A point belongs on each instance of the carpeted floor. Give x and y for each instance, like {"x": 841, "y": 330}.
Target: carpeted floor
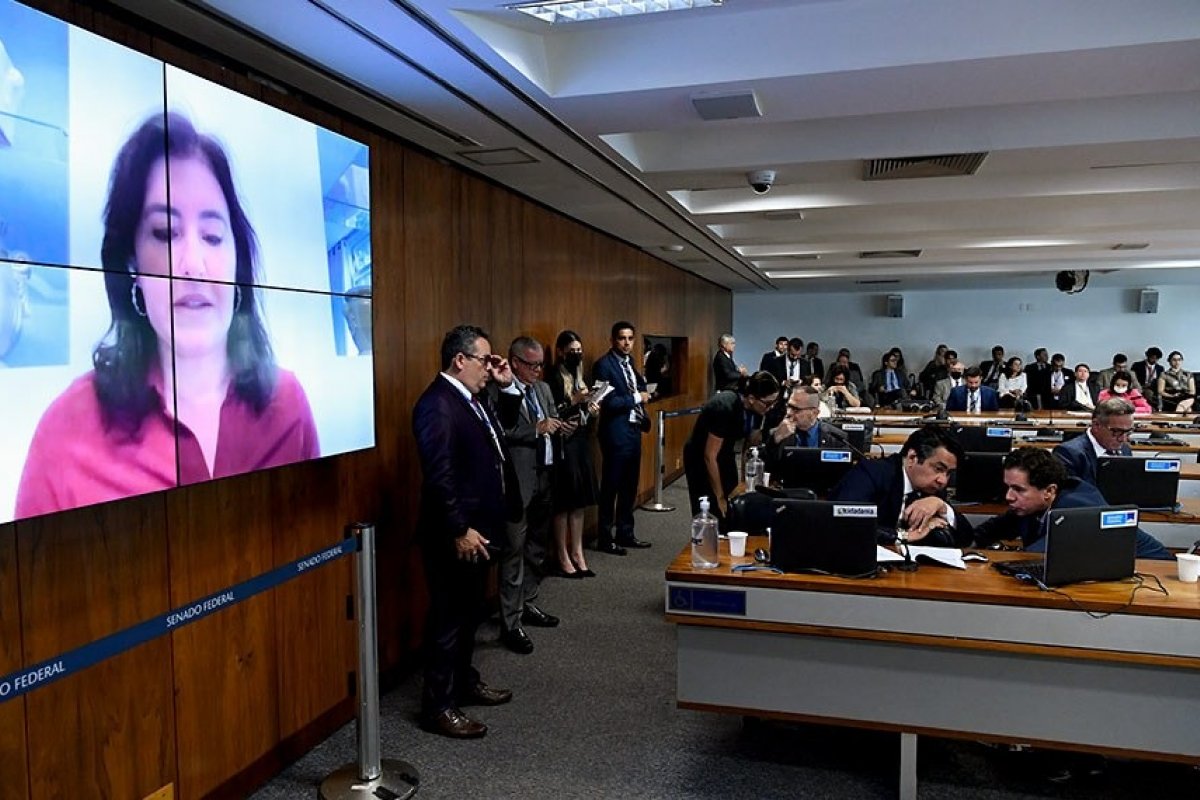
{"x": 594, "y": 716}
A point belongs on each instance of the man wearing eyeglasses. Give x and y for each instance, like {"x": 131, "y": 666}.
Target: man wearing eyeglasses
{"x": 532, "y": 431}
{"x": 1108, "y": 435}
{"x": 468, "y": 494}
{"x": 909, "y": 491}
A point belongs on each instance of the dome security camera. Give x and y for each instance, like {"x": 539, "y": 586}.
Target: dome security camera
{"x": 761, "y": 180}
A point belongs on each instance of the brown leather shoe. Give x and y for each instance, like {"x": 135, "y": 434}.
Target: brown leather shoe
{"x": 454, "y": 723}
{"x": 484, "y": 695}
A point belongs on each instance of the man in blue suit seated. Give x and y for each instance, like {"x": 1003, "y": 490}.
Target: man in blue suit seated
{"x": 909, "y": 488}
{"x": 972, "y": 397}
{"x": 1108, "y": 435}
{"x": 1037, "y": 482}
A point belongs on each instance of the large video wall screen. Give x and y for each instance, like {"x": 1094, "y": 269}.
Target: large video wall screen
{"x": 185, "y": 276}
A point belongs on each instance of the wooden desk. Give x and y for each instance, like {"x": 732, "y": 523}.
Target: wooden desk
{"x": 971, "y": 655}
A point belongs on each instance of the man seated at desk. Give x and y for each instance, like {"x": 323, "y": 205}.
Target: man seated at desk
{"x": 801, "y": 427}
{"x": 1037, "y": 482}
{"x": 1108, "y": 435}
{"x": 909, "y": 488}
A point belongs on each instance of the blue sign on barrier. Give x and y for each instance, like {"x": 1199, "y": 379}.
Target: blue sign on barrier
{"x": 67, "y": 663}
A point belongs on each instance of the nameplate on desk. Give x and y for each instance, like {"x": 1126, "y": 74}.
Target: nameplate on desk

-*-

◆ YOUR GOAL: Retype exactly. Start at the line with "A point belongs on each instance of the blue" and stop at the last line of the data.

◆ REPLY:
A point belongs on each instance of the blue sign on barrier. Give x and y for each instance, like {"x": 1199, "y": 379}.
Target: blue sign on barrier
{"x": 67, "y": 663}
A point belongs on each instance of the nameplate on desk. Give x and y for each instance, like {"x": 1126, "y": 74}.
Target: nameplate on desk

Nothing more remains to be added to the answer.